Exercise objective.
Swap "one point per instance" for "one point per occurrence" throughout the entries and write all the lines out again, changing nothing else.

-- BEGIN The input --

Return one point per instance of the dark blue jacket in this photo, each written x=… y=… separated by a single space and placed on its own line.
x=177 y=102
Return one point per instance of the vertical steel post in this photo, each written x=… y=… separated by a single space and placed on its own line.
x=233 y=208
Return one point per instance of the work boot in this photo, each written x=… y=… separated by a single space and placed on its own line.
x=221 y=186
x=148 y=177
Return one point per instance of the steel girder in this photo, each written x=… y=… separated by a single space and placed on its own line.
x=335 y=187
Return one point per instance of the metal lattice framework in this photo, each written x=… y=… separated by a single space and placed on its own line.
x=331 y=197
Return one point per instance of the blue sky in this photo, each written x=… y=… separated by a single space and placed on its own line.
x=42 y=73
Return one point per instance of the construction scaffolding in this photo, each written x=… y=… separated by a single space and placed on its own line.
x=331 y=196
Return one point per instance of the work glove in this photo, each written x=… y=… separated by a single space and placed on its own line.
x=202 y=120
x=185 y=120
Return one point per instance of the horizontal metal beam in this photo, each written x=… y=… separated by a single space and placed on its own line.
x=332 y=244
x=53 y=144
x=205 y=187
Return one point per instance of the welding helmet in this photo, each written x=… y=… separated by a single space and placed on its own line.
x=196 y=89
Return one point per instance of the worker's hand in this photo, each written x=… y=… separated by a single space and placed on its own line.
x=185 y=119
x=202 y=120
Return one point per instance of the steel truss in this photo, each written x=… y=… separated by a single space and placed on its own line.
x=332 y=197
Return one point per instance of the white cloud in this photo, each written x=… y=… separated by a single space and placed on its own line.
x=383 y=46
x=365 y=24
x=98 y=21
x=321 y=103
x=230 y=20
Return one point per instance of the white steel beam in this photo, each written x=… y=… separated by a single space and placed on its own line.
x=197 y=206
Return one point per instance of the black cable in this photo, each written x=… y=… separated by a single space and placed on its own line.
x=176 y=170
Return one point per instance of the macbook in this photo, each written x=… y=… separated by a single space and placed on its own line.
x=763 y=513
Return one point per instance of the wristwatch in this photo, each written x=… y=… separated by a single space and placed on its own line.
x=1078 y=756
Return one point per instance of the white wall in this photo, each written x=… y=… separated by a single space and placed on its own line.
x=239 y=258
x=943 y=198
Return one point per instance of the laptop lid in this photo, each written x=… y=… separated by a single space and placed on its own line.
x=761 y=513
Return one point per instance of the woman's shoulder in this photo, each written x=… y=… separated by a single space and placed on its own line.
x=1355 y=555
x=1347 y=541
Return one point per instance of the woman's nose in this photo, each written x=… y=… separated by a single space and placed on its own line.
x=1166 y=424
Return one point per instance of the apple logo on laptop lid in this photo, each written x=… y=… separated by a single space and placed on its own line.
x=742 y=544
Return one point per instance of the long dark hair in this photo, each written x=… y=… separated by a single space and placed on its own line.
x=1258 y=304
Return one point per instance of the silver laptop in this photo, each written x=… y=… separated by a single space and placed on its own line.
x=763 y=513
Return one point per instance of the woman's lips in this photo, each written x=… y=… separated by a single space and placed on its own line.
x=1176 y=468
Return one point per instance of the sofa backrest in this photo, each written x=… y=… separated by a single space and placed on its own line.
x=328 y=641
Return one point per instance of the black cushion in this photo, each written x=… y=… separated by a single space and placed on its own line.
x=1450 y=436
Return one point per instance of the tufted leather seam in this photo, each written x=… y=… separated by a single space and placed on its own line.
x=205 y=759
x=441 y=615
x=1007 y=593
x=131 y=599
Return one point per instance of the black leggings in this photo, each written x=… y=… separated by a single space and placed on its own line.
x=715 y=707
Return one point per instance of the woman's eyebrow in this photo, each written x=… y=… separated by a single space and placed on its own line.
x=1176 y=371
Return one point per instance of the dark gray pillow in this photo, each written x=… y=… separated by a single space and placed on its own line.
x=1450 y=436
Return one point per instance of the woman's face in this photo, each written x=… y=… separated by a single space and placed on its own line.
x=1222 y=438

-- END The input --

Reply.
Return one point per occurrence of the dark blue jacket in this photo, each written x=… y=… separated by a single space and placed on its own line.
x=177 y=102
Return one point per occurrence of the vertical steel post in this photo, each written x=… y=… separated by a single space and placed on its own line.
x=233 y=208
Return one point per occurrence of the work boot in this photo, each written x=… y=… separated by a single space and placed on its own line.
x=221 y=186
x=148 y=177
Return one point per occurrence of the steel girder in this photo, each written x=… y=… separated by a single space and placed on its own line.
x=335 y=187
Return one point per occurrence of the metal lattice framework in this photo, each written x=… y=… separated by a single space and placed on its own line.
x=331 y=197
Return one point per occurrence of the blue sky in this photo, each written x=… y=… separated by a single space and placed on its own line.
x=42 y=73
Return one point per occurrence of the construction scaffolding in this photo, each written x=… y=… separated by a single space and placed on its own line.
x=331 y=196
Return one point per occurrence of the work glove in this photo, each written x=… y=… separated by a single space and placed on its own line.
x=202 y=120
x=185 y=120
Return one point per occurrence of the horizontal metal beam in this photo, each written x=… y=… separated by a single space and placed on its own line.
x=332 y=244
x=53 y=144
x=205 y=187
Return one point per occurrence of the welding helmet in this photo, each written x=… y=… separated by a single space and placed on its own line.
x=196 y=89
Return one point per occurrence of the worker's hand in this photo, each written x=… y=… separated by a single space and placed on its own line.
x=185 y=119
x=202 y=120
Return one point per occurrence of the steel truss in this photo, each written x=… y=… separated by a single space and placed on its own line.
x=332 y=197
Return one point per occurrence of the white cloud in this photo, each written x=… y=… separated by a single space and placed on its own line.
x=383 y=46
x=365 y=24
x=98 y=21
x=321 y=103
x=230 y=20
Return one point per occurrence of the white steel beam in this photo, each written x=… y=… separated by a single space and placed on its own line.
x=197 y=206
Return one point per occurrence of the black cable in this photo, each written x=… y=… separated by a single space and placed on its own line.
x=176 y=170
Return one point per occurrence of the macbook in this photo, each written x=… y=… separated by a single space and placed on its own line.
x=763 y=513
Return one point per occurrence of the wristwatch in this photo, each written x=… y=… separated by a single space and placed on its own line.
x=1078 y=756
Return one point per occurrence of the white wall in this photo, each written x=… y=… separated by a single space and placed on its own line.
x=239 y=258
x=943 y=198
Return one point per occurrence of the laptop lid in this photo, each written x=… y=… separated by a single space and placed on its own line.
x=761 y=513
Return one point per occurrence of the woman's shoulder in this photo, each written x=… y=… separated by a single space and placed on its own line.
x=1355 y=555
x=1347 y=541
Return one point per occurrence of the woman's nose in this photo, each written x=… y=… separated by a single space and placed on its own line.
x=1166 y=424
Return one point per occurrence of the apple logo on laptop lid in this photo, each written x=… y=… separated by a single space and placed on its own line.
x=742 y=544
Return one point per occurrence of the long dark hair in this photo, each written x=… y=… separated by a single space and placed on its own line.
x=1258 y=304
Return one point per occurrence of the silver laptop in this photo, each written x=… y=… separated by a single space and placed on its own line.
x=763 y=513
Return one point per occurrence of the woman's lips in this photo, each written x=… y=… separated by a single space and placed on its own line.
x=1176 y=468
Return one point per occurrence of the sofa backrest in this photo, each written x=… y=… separated by a single space and placed on its own line.
x=328 y=641
Return one point per occurrence of the black cushion in this photo, each written x=… y=… separated by a single space and placed on its own line.
x=1450 y=436
Return one point per occurrence of the tufted leather seam in this photo, each written x=… y=… separated by a single space and placed on its own line.
x=205 y=759
x=441 y=615
x=1007 y=593
x=131 y=599
Return one point per occurrence of the black leggings in this photo, each written x=… y=… separated by a single space and placed on its own line.
x=715 y=707
Return one point per occurrence of the woman's eyebrow in this photo, each written x=… y=… separated by a single space and placed on its own line.
x=1176 y=371
Return one point per occurrence of the dark gray pillow in this photo, each written x=… y=… separated by a single space and placed on its own line.
x=1450 y=436
Return one point per occurrence of the woman's face in this photo, each written x=… y=… separated by a single space and placed on its own line.
x=1222 y=438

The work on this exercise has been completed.